Requirement: Arrange every line below as a Markdown table with two columns, No. and Line. Give each row a number and leave out blank lines.

Records to use:
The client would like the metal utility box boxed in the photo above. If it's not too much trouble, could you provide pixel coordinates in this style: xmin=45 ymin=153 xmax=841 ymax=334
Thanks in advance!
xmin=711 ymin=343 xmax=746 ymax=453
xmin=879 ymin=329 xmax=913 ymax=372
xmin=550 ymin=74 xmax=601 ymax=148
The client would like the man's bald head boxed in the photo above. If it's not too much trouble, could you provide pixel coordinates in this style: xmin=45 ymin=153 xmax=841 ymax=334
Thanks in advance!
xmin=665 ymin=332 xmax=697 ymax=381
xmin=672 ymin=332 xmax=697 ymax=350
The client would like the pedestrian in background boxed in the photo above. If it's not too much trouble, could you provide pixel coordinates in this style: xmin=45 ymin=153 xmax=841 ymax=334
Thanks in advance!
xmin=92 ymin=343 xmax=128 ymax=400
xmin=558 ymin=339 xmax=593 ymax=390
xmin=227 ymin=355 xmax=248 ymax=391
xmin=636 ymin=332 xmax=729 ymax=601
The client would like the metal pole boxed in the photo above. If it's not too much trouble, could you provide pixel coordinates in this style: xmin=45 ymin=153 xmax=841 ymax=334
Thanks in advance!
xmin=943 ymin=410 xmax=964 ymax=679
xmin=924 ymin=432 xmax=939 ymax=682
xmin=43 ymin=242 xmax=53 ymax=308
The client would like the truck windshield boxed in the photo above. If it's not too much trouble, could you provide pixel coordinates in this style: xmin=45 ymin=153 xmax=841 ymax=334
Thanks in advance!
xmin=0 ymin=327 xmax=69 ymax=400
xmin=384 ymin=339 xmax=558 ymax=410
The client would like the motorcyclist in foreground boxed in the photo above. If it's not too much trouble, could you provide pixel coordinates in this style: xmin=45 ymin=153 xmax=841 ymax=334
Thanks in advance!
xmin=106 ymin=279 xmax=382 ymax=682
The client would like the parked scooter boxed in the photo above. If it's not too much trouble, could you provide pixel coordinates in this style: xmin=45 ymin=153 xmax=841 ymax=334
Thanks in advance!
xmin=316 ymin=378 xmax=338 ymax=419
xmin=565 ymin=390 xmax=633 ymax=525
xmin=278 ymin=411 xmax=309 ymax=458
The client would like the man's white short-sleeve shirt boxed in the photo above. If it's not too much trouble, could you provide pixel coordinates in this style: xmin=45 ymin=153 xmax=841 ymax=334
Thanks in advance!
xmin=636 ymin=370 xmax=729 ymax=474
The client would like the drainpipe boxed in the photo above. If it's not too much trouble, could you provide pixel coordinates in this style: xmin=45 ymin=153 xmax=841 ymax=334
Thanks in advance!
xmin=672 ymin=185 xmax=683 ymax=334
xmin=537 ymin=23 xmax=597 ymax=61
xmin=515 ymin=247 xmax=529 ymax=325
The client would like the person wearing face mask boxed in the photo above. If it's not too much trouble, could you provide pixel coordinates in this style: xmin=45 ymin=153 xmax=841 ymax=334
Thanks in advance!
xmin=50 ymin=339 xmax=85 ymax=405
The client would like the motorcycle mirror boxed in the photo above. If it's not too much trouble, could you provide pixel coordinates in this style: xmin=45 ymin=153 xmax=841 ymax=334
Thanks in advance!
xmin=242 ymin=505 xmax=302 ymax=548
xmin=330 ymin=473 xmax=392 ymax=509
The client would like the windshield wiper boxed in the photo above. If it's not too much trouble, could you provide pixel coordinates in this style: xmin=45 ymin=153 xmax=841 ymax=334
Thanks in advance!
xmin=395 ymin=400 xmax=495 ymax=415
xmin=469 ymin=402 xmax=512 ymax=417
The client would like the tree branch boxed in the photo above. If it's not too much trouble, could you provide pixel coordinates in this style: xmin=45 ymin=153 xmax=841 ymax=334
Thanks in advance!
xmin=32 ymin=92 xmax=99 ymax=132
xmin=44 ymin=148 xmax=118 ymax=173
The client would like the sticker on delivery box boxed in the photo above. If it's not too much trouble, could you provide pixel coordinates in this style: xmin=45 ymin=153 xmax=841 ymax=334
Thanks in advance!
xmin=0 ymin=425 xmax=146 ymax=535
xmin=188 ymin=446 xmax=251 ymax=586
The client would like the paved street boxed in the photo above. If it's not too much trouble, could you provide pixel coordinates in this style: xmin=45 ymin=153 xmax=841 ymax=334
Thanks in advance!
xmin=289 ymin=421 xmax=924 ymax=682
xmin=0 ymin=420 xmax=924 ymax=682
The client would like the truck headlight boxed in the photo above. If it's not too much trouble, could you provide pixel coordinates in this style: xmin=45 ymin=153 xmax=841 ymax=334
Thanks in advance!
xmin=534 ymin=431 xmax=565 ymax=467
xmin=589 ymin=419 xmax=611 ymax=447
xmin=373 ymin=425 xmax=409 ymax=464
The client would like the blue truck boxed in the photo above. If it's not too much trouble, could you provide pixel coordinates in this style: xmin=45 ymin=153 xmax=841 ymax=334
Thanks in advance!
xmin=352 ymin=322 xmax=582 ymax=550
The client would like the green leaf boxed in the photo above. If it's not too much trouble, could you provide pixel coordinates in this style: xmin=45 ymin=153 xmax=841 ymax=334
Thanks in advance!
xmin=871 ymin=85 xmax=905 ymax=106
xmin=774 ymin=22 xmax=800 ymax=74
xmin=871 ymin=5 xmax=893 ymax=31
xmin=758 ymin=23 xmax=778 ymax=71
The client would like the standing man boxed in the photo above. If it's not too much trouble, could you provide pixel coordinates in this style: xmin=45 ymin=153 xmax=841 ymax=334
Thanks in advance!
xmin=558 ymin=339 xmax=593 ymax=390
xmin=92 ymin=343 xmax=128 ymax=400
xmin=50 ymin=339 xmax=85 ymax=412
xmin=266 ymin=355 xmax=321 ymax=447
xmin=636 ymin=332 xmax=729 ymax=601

Task solution:
| No. | Line |
|---|---|
| 1 | The client would like the metal utility box boxed in the photo above. If it's not too much trouble, could you provide pixel coordinates in this style: xmin=45 ymin=153 xmax=841 ymax=334 |
| 2 | Thanks in advance! |
| 3 | xmin=711 ymin=343 xmax=746 ymax=453 |
| 4 | xmin=879 ymin=329 xmax=913 ymax=372 |
| 5 | xmin=550 ymin=74 xmax=601 ymax=148 |
| 6 | The client would like the man's bald head boxed in the photo above. If it's not too much trouble, could you provide pixel coordinates in this style: xmin=45 ymin=153 xmax=841 ymax=334 |
| 7 | Thanks in advance! |
| 8 | xmin=665 ymin=332 xmax=697 ymax=381 |
| 9 | xmin=672 ymin=332 xmax=697 ymax=350 |
| 10 | The client would like the pedestrian in background boxed in the photo above. If it's not too much trouble, could you provide pixel coordinates in this style: xmin=45 ymin=153 xmax=841 ymax=334 |
| 11 | Thanks in advance! |
| 12 | xmin=92 ymin=343 xmax=128 ymax=400 |
| 13 | xmin=558 ymin=339 xmax=593 ymax=390 |
| 14 | xmin=227 ymin=355 xmax=248 ymax=391 |
| 15 | xmin=636 ymin=332 xmax=729 ymax=601 |
| 16 | The client would like the metal pole boxed in the photo above. If it's not too much trouble, could you provide pixel coordinates in this style: xmin=45 ymin=153 xmax=841 ymax=334 |
| 17 | Thanks in advance! |
| 18 | xmin=943 ymin=410 xmax=964 ymax=679 |
| 19 | xmin=924 ymin=432 xmax=939 ymax=682 |
| 20 | xmin=43 ymin=242 xmax=53 ymax=308 |
| 21 | The client would like the truck windshield boxed in the photo above. If it's not too much trouble, could you provide pixel coordinates in this style: xmin=45 ymin=153 xmax=841 ymax=334 |
| 22 | Thanks in advance! |
| 23 | xmin=0 ymin=327 xmax=69 ymax=400 |
| 24 | xmin=384 ymin=339 xmax=558 ymax=410 |
| 25 | The client would like the motorcyclist in foreground boxed in the photo above. If it's not too much trouble, could you provide pixel coordinates in this style: xmin=45 ymin=153 xmax=841 ymax=334 |
| 26 | Thanks in advance! |
| 27 | xmin=106 ymin=279 xmax=382 ymax=682 |
| 28 | The client would like the parked scooter boxed in the photo above. If it's not too much trouble, could you provide pixel coordinates in this style: xmin=45 ymin=153 xmax=841 ymax=334 |
| 29 | Thanks in advance! |
| 30 | xmin=316 ymin=378 xmax=338 ymax=419 |
| 31 | xmin=565 ymin=390 xmax=633 ymax=525 |
| 32 | xmin=278 ymin=411 xmax=309 ymax=458 |
| 33 | The client would like the man's white short-sleeve shirt boxed in the photo above. If it's not too much trouble, could you provide pixel coordinates in this style: xmin=45 ymin=153 xmax=841 ymax=334 |
| 34 | Thanks in advance! |
| 35 | xmin=636 ymin=370 xmax=729 ymax=474 |
| 36 | The client would like the drainpipe boxed in the photo above. If it's not too much trouble, could you provide pixel coordinates in this style: xmin=45 ymin=153 xmax=841 ymax=334 |
| 37 | Thanks in advance! |
| 38 | xmin=672 ymin=185 xmax=683 ymax=334 |
| 39 | xmin=537 ymin=23 xmax=597 ymax=61 |
| 40 | xmin=515 ymin=247 xmax=529 ymax=325 |
| 41 | The client would like the person wearing face mask boxed in the photo above. If it's not too much trouble, could you provide pixel coordinates in this style: xmin=45 ymin=153 xmax=841 ymax=334 |
| 42 | Thanks in advance! |
| 43 | xmin=50 ymin=339 xmax=85 ymax=405 |
| 44 | The client would like the motorcycle mirror boxed in the photo above. If it's not too much trouble, could you provide pixel coordinates in this style: xmin=45 ymin=153 xmax=841 ymax=334 |
| 45 | Thanks in advance! |
| 46 | xmin=242 ymin=505 xmax=302 ymax=548 |
| 47 | xmin=330 ymin=473 xmax=392 ymax=509 |
| 48 | The client would like the windshield wiper boxed in the photo above. If it's not too much trouble, could you provide pixel coordinates in this style: xmin=45 ymin=153 xmax=841 ymax=334 |
| 49 | Thanks in advance! |
| 50 | xmin=395 ymin=400 xmax=495 ymax=415 |
| 51 | xmin=469 ymin=402 xmax=512 ymax=417 |
| 52 | The client would like the tree branch boxed in the photo above. If it's not too much trouble, could you provide pixel coordinates in this style: xmin=45 ymin=153 xmax=841 ymax=334 |
| 53 | Thanks in advance! |
| 54 | xmin=32 ymin=92 xmax=99 ymax=132 |
| 55 | xmin=44 ymin=148 xmax=118 ymax=173 |
| 56 | The client would like the sticker on delivery box boxed in the photo above. If it's not too much trouble, could you provide pixel coordinates in this style: xmin=45 ymin=153 xmax=841 ymax=334 |
| 57 | Thanks in advance! |
| 58 | xmin=0 ymin=425 xmax=146 ymax=535 |
| 59 | xmin=188 ymin=446 xmax=251 ymax=586 |
| 60 | The client would like the paved street boxed in the photo above. If it's not too much trouble, could you provide pixel coordinates in this style: xmin=45 ymin=153 xmax=841 ymax=334 |
| 61 | Thanks in advance! |
| 62 | xmin=289 ymin=421 xmax=924 ymax=682 |
| 63 | xmin=0 ymin=420 xmax=924 ymax=682 |
| 64 | The client would like the truck headlight boxed in the photo above. If it's not too much trouble, could you provide pixel coordinates in this style: xmin=45 ymin=153 xmax=841 ymax=334 |
| 65 | Thanks in advance! |
| 66 | xmin=534 ymin=431 xmax=565 ymax=467 |
| 67 | xmin=589 ymin=419 xmax=611 ymax=447 |
| 68 | xmin=373 ymin=425 xmax=409 ymax=464 |
| 69 | The client would like the blue truck boxed in the photo above. If it's not too much trouble, could you provide pixel coordinates in this style: xmin=45 ymin=153 xmax=841 ymax=334 |
| 70 | Thanks in advance! |
| 71 | xmin=352 ymin=322 xmax=582 ymax=550 |
| 72 | The client would like the green leaf boxed in the photo above. If it's not too much trouble, could you provide pixel coordinates in this style: xmin=45 ymin=153 xmax=841 ymax=334 |
| 73 | Thanks in advance! |
| 74 | xmin=871 ymin=85 xmax=905 ymax=106 |
| 75 | xmin=774 ymin=22 xmax=800 ymax=74 |
| 76 | xmin=871 ymin=5 xmax=893 ymax=31 |
| 77 | xmin=758 ymin=23 xmax=778 ymax=71 |
| 78 | The client would like the standing man boxed in the photo above. If it's not too much trouble, could you provide pixel coordinates in this style: xmin=45 ymin=153 xmax=841 ymax=334 |
| 79 | Thanks in advance! |
| 80 | xmin=558 ymin=339 xmax=593 ymax=390 |
| 81 | xmin=92 ymin=343 xmax=128 ymax=400 |
| 82 | xmin=50 ymin=339 xmax=85 ymax=412 |
| 83 | xmin=266 ymin=355 xmax=321 ymax=447 |
| 84 | xmin=636 ymin=332 xmax=729 ymax=601 |